ENTRIES SUPPLIED Start Marker
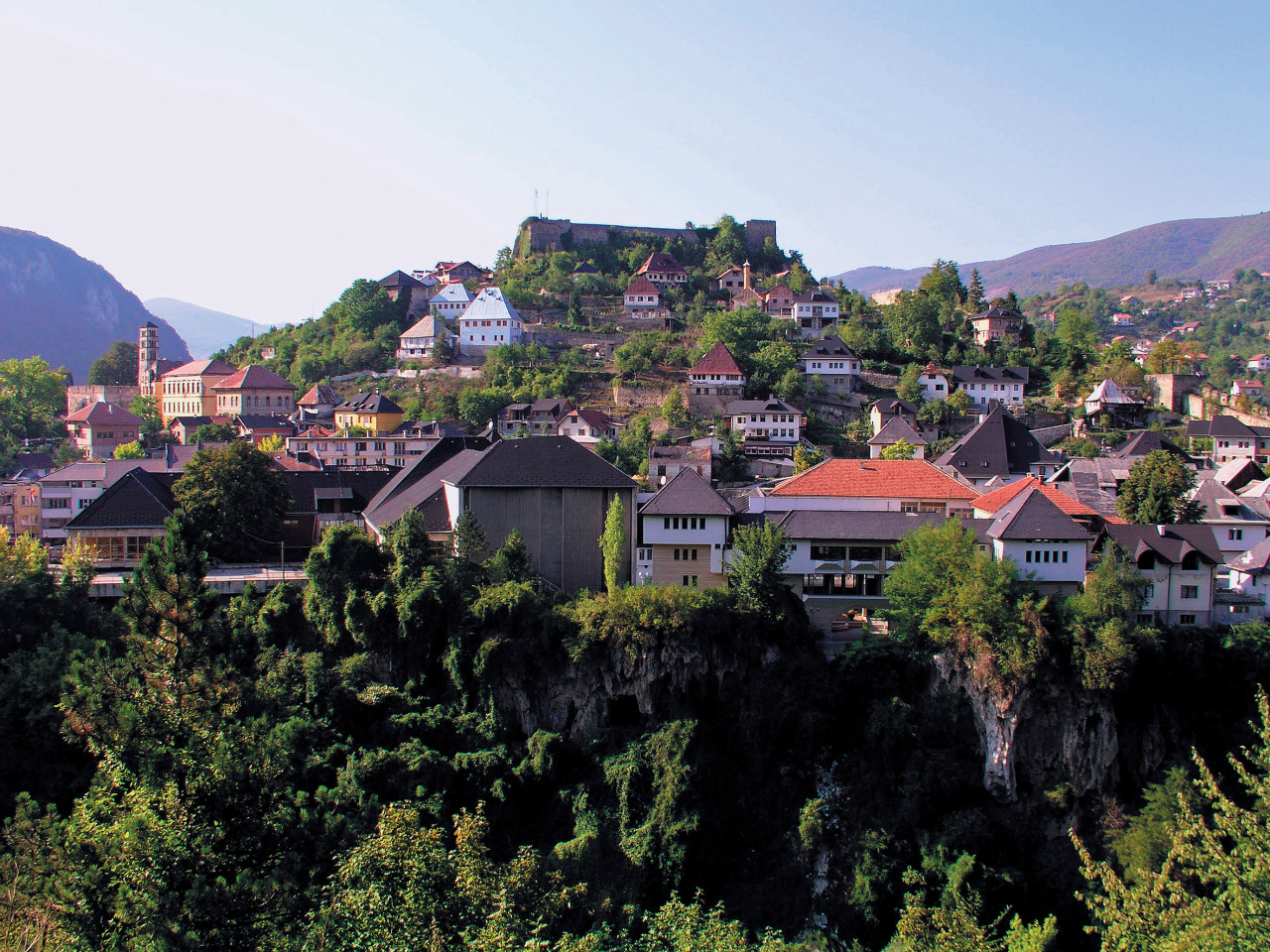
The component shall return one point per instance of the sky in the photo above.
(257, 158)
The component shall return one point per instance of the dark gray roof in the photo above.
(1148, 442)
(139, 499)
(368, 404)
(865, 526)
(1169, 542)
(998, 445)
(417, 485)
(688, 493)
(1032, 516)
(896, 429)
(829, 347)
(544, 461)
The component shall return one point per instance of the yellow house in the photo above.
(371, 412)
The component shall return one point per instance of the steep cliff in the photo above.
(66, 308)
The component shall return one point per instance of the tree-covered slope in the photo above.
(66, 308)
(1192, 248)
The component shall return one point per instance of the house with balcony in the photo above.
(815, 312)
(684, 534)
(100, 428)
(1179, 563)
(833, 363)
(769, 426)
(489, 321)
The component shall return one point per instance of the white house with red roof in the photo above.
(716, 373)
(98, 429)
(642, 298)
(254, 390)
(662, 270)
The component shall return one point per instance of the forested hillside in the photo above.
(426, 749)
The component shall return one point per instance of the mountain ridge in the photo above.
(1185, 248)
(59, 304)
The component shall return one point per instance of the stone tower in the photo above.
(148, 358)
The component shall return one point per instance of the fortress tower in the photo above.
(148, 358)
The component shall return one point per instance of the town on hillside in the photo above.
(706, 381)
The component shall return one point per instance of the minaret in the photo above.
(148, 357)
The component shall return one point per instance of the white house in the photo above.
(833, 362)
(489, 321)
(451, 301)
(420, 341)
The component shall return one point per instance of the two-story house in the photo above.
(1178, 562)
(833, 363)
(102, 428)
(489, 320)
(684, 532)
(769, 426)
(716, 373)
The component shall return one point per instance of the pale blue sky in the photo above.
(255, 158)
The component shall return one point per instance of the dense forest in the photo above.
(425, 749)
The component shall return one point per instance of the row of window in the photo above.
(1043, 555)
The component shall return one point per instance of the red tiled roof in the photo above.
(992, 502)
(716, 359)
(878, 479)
ENTRIES SUPPLIED End Marker
ENTRIES SUPPLIED Start Marker
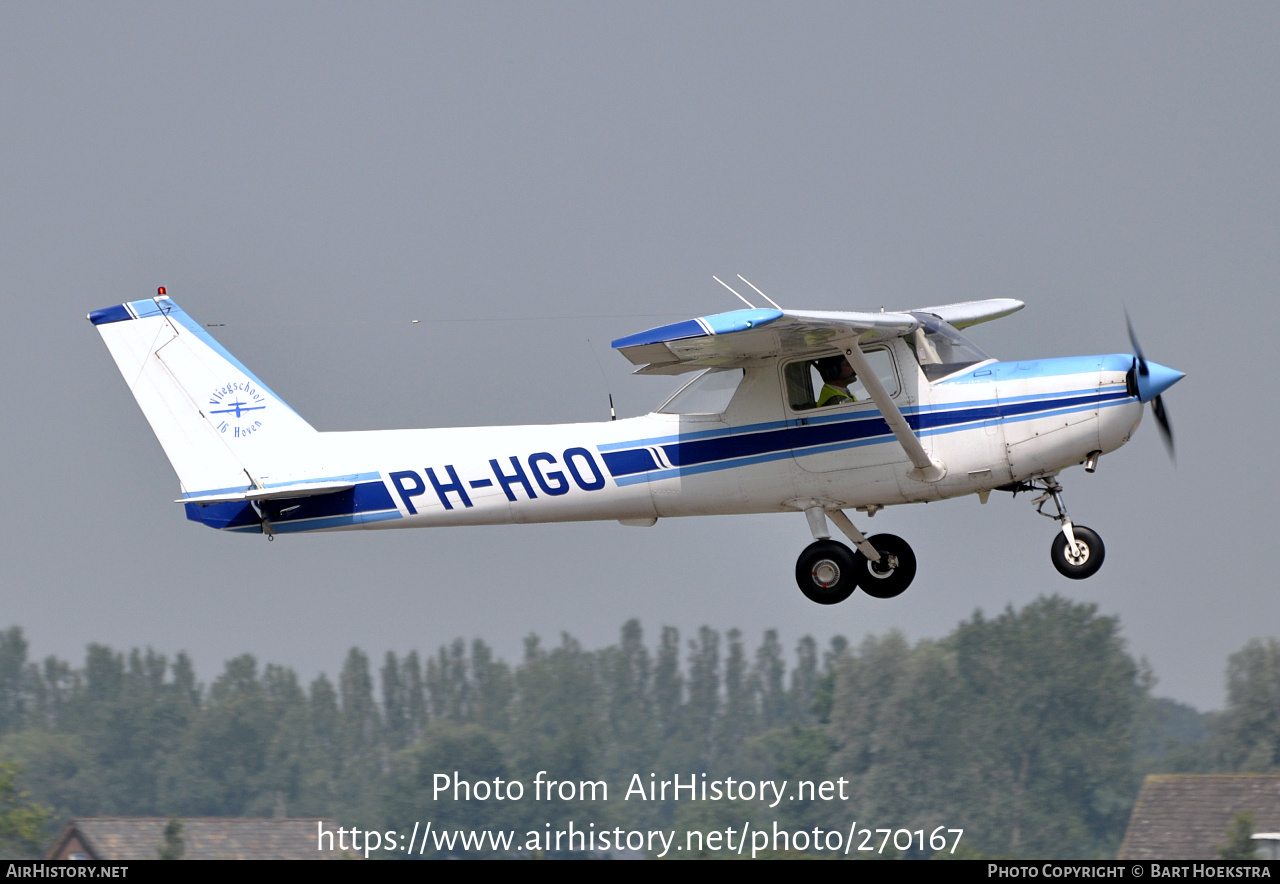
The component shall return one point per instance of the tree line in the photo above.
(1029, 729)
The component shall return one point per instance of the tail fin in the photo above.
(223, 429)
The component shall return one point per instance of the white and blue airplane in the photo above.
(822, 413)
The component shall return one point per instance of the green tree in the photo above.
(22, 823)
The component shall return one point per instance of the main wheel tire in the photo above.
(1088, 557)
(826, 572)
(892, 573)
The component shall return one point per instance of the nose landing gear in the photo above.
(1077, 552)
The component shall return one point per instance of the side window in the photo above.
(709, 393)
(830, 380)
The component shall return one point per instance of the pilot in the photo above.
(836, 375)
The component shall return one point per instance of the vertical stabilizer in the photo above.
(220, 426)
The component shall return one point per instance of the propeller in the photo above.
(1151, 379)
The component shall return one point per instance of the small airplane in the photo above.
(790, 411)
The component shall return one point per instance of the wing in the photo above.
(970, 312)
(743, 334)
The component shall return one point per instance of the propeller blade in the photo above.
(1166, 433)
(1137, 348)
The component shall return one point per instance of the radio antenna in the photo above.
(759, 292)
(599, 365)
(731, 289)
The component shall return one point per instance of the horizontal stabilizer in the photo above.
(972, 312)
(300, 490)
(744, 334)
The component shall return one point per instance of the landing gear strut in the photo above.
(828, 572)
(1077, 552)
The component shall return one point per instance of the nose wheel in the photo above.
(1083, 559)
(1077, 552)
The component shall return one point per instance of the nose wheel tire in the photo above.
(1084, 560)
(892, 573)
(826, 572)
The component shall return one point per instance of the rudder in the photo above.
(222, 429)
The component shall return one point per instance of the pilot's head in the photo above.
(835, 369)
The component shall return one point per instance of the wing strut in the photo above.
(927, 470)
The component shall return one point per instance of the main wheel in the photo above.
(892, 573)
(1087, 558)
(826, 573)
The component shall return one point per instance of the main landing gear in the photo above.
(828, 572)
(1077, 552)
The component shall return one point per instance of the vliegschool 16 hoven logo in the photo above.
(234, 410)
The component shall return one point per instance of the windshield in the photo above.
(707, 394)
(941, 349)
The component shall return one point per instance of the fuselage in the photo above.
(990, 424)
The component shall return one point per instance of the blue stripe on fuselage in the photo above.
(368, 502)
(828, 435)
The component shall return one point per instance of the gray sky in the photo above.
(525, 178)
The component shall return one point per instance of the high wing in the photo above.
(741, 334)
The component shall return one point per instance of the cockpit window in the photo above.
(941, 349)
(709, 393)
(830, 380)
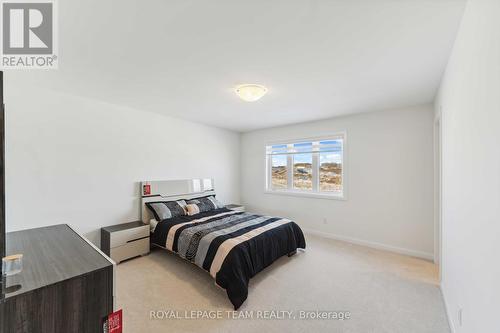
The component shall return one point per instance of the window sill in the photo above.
ENTRIES SUPPLIED End Marker
TO DO:
Start at the line containing "The component shall return one point per instance of the high" above and stop at the line containing "The component shall return one point per instance of the window". Output those lines exactly, both included, but none of the pictures.

EXERCISE RESULT:
The component shall return one point per instance of the high wing in the photo above.
(741, 334)
The component shall return one point per instance of the cockpit window in the photo above.
(941, 349)
(709, 393)
(830, 380)
The component shall return one point per instance of the window sill in the photo above.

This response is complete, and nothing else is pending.